-- Record excerpts start --
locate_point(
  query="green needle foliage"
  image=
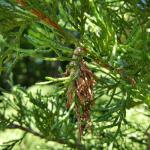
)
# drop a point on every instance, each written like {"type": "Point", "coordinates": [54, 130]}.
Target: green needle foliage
{"type": "Point", "coordinates": [116, 36]}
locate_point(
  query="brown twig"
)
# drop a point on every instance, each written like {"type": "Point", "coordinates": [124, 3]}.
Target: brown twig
{"type": "Point", "coordinates": [40, 15]}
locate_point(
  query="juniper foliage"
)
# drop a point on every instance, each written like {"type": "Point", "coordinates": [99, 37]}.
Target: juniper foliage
{"type": "Point", "coordinates": [116, 36]}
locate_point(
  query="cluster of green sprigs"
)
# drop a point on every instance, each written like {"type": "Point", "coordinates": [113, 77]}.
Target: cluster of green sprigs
{"type": "Point", "coordinates": [116, 36]}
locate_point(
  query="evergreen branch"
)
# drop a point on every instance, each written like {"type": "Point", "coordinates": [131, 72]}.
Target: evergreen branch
{"type": "Point", "coordinates": [68, 36]}
{"type": "Point", "coordinates": [60, 141]}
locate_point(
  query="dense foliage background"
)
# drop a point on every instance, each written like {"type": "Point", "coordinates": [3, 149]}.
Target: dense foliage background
{"type": "Point", "coordinates": [38, 39]}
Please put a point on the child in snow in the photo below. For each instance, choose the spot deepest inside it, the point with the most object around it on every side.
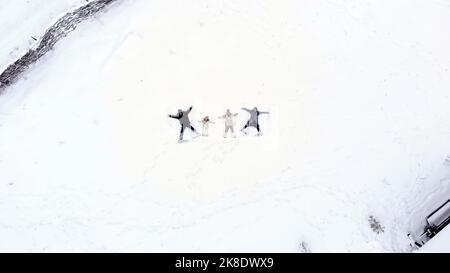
(254, 119)
(229, 122)
(206, 122)
(183, 118)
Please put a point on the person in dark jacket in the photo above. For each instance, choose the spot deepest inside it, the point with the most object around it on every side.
(183, 118)
(254, 119)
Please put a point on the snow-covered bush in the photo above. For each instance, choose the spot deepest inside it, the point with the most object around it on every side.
(375, 225)
(57, 31)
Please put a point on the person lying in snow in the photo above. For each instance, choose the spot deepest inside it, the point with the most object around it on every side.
(254, 119)
(206, 122)
(229, 122)
(183, 118)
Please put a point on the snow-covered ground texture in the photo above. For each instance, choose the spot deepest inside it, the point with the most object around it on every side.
(360, 125)
(439, 243)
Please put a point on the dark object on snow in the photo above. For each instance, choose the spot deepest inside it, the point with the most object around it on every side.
(183, 118)
(436, 222)
(56, 32)
(375, 225)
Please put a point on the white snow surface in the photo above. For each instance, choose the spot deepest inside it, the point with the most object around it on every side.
(358, 92)
(438, 244)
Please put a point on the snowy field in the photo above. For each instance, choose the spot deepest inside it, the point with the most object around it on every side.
(359, 95)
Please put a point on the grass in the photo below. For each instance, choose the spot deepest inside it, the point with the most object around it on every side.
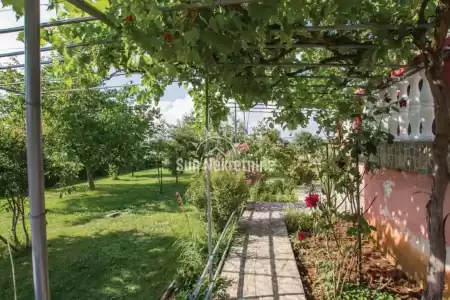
-- Record excerpts end --
- Given problem
Copy all of the material above word for word, leaving out the pictures.

- Task result
locate_point(
  query="green needle foliage"
  image=
)
# drop a point on every instance, each written like {"type": "Point", "coordinates": [54, 130]}.
Target: green needle foliage
{"type": "Point", "coordinates": [116, 36]}
locate_point(
  query="brown twig"
)
# drop a point on every instance, each written like {"type": "Point", "coordinates": [124, 3]}.
Target: brown twig
{"type": "Point", "coordinates": [40, 15]}
locate_point(
  query="juniper foliage"
)
# drop a point on every instance, each written like {"type": "Point", "coordinates": [99, 37]}.
Target: juniper foliage
{"type": "Point", "coordinates": [116, 36]}
locate_point(
  query="cluster of green sprigs"
)
# drop a point on every instance, each written like {"type": "Point", "coordinates": [113, 77]}.
Target: cluster of green sprigs
{"type": "Point", "coordinates": [116, 36]}
locate_point(
  query="evergreen branch"
)
# drop a point on every instance, each written like {"type": "Point", "coordinates": [131, 72]}.
Target: evergreen branch
{"type": "Point", "coordinates": [68, 36]}
{"type": "Point", "coordinates": [60, 141]}
locate_point(
  query="dense foliage background"
)
# drop a point on every instance, each written like {"type": "Point", "coordinates": [3, 149]}.
Target: dense foliage background
{"type": "Point", "coordinates": [38, 39]}
Please put a point on the child in snow in the photo below. For each instance, choose the spot deepest inside it, the point with the most object around it on every side.
(254, 119)
(229, 122)
(206, 122)
(183, 118)
Please put a point on the person in dark jacket in the photo above. For each instance, choose the spot deepest inside it, the point with the most object around it on every side.
(183, 118)
(254, 119)
Please put a point on the snow-covered bush in the photo above. For each instance, choose the spot deepest inside it, the point with the most object around it on every side.
(375, 225)
(57, 31)
Please put a point on the person lying in snow in the photo above. For each instance, choose the spot deepest inside it, the point with the most object around it on every side.
(254, 119)
(206, 122)
(229, 122)
(183, 118)
Please put a point on the snow-covered ground texture in the photo above. For each instance, choose the spot deepest inside it, the point with the most object around it on every side.
(360, 125)
(439, 243)
Please put a point on the dark object on snow in the photo above. For each instance, choose the spot deepest inside it, the point with the most object around it on every side.
(183, 118)
(436, 222)
(56, 32)
(375, 225)
Please put a point on the white snow surface in the photo above. For each instance, choose the spot deepest inside it, the point with the most object around it on every side.
(358, 92)
(438, 244)
Please put a point on the snowy field in the photo above. For each instance, choose the spot deepest inside it, the point with the most object around it on every side.
(359, 95)
Please put a point on the grass in the photo below. For each instance, choose the spot deepest inside it, the point with the most object around it on every side.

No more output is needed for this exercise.